= Source material =
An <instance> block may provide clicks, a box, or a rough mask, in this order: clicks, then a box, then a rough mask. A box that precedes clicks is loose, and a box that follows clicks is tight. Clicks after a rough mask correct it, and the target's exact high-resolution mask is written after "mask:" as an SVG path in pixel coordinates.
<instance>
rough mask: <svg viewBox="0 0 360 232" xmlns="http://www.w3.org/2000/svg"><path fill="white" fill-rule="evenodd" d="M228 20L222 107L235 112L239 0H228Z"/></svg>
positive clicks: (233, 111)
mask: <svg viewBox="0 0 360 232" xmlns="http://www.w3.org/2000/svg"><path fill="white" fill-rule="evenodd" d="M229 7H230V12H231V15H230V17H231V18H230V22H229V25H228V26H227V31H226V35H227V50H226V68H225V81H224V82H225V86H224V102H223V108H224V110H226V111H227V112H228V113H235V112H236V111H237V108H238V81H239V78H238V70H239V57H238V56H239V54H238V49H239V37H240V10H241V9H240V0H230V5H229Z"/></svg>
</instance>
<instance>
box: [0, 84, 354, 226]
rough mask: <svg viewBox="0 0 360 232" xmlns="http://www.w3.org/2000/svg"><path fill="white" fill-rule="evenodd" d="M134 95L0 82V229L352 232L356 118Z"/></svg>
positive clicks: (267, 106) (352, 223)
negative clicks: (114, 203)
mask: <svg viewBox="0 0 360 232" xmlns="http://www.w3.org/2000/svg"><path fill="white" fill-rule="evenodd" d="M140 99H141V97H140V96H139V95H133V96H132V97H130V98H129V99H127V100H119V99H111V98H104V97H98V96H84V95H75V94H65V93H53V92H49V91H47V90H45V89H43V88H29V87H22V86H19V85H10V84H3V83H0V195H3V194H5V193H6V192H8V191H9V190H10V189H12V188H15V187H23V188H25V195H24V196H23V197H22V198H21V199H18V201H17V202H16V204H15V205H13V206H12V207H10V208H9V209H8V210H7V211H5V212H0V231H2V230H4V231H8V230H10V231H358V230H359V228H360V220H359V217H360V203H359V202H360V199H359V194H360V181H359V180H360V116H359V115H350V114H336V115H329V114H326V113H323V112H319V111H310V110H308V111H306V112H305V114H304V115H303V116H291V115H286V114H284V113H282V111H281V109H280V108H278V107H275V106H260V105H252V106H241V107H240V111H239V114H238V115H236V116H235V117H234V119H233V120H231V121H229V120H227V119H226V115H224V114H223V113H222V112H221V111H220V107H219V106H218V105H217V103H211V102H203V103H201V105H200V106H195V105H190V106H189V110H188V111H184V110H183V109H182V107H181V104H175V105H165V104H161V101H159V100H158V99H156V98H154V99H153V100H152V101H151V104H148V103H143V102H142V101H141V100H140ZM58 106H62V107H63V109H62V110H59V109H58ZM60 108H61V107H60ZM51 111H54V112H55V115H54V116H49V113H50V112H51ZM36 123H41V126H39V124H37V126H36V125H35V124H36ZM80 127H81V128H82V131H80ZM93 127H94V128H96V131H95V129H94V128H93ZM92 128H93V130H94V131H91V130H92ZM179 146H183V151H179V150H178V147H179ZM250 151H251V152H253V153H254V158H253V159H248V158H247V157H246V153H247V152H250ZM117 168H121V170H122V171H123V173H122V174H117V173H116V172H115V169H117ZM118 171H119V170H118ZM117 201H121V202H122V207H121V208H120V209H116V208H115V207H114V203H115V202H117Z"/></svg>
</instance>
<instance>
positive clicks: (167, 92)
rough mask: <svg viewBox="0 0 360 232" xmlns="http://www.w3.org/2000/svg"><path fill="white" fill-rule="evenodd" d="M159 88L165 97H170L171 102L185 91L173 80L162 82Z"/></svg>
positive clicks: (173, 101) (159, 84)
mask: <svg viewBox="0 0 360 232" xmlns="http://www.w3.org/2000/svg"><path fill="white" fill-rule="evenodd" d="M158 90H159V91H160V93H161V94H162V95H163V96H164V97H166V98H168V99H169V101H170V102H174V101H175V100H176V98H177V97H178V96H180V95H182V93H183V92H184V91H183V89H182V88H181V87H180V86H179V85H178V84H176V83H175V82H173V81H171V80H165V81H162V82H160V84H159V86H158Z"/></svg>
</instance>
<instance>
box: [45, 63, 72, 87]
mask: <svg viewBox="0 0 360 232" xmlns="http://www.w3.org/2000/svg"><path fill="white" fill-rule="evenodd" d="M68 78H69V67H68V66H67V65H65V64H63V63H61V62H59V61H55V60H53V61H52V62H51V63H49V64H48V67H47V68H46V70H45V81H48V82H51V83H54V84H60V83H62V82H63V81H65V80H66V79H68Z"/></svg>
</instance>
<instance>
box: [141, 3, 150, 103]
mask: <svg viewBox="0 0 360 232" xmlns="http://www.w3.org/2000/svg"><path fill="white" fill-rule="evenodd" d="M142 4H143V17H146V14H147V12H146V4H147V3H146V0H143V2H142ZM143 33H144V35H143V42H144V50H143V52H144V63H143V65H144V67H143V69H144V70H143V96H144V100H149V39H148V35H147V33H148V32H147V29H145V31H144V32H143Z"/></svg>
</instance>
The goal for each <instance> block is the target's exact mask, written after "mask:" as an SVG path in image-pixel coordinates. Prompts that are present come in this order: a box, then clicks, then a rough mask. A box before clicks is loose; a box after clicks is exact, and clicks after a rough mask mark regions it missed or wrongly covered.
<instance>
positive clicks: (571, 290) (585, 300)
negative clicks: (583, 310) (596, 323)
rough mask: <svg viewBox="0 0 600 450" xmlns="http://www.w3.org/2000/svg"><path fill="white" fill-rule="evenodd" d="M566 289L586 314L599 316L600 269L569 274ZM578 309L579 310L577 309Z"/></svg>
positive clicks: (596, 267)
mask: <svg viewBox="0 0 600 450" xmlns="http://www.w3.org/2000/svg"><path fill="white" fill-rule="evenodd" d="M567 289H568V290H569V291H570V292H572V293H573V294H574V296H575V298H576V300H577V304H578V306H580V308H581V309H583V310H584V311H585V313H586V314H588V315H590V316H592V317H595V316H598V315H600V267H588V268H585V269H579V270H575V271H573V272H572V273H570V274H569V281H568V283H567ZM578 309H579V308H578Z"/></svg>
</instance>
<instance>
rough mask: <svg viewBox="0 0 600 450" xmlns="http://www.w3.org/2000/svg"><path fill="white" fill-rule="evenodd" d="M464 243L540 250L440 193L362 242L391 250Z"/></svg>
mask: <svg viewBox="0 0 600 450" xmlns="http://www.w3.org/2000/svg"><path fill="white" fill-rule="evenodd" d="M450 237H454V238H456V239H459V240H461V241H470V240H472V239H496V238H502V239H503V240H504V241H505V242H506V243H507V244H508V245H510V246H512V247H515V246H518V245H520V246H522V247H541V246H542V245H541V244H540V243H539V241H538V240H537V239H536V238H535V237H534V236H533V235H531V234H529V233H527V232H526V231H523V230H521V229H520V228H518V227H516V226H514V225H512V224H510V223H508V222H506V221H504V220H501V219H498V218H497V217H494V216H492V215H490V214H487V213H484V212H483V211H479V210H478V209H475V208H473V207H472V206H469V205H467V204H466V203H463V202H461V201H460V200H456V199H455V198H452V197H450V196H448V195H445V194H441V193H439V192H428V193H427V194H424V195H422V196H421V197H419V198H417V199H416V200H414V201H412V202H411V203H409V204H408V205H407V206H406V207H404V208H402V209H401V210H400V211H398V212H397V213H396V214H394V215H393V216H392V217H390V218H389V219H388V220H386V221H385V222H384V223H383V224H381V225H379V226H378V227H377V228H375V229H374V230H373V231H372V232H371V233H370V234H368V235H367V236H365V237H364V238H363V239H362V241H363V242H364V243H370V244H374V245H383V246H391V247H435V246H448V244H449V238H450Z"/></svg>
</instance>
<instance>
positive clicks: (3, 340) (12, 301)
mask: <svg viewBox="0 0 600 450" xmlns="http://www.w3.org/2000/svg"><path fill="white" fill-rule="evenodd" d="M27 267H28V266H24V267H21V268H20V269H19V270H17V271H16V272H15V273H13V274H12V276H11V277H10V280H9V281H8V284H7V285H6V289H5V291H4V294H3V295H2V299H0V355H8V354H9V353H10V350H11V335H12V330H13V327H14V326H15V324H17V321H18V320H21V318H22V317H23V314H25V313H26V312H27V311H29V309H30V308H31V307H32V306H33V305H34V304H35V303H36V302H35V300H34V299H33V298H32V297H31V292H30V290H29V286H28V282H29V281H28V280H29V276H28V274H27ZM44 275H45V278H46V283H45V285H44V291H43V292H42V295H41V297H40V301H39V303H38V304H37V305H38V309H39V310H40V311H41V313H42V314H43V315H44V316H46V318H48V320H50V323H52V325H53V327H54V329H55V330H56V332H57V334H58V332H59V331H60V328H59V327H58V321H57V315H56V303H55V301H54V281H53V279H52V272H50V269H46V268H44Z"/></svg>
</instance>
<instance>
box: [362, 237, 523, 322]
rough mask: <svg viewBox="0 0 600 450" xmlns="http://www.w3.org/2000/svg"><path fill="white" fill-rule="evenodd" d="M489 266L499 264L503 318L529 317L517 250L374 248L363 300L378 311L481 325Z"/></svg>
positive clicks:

= Problem to work on =
Render the stretch from the start of the records through the line that contains "positive clicks: (267, 106) (352, 223)" as a Markdown table with the columns Row and Record line, giving each line its own numbered row and leaving out any blank lines.

= Result below =
| Row | Record line |
|---|---|
| 1 | An <instance> block may provide clicks, a box, or a rough mask, in this order: clicks, then a box, then a rough mask. A box that precedes clicks is loose, and a box that follows clicks is tight. Clicks after a rough mask correct it, and the target's exact high-resolution mask is written after "mask:" as an SVG path in pixel coordinates. |
| 2 | <instance> |
| 3 | rough mask: <svg viewBox="0 0 360 232" xmlns="http://www.w3.org/2000/svg"><path fill="white" fill-rule="evenodd" d="M228 20L222 107L235 112L239 0H228Z"/></svg> |
| 4 | positive clicks: (233, 111) |
| 5 | mask: <svg viewBox="0 0 360 232" xmlns="http://www.w3.org/2000/svg"><path fill="white" fill-rule="evenodd" d="M229 7H230V12H231V15H230V17H231V18H230V22H229V25H228V26H227V31H226V35H227V50H226V68H225V81H224V82H225V86H224V102H223V108H224V110H226V111H227V112H228V113H235V112H236V111H237V108H238V81H239V78H238V70H239V57H238V56H239V54H238V49H239V37H240V10H241V9H240V0H230V5H229Z"/></svg> |
| 6 | </instance> |
| 7 | <instance> |
| 8 | box: [0, 84, 354, 226] |
| 9 | rough mask: <svg viewBox="0 0 360 232" xmlns="http://www.w3.org/2000/svg"><path fill="white" fill-rule="evenodd" d="M134 95L0 82V229L352 232L356 118Z"/></svg> |
| 10 | positive clicks: (267, 106) (352, 223) |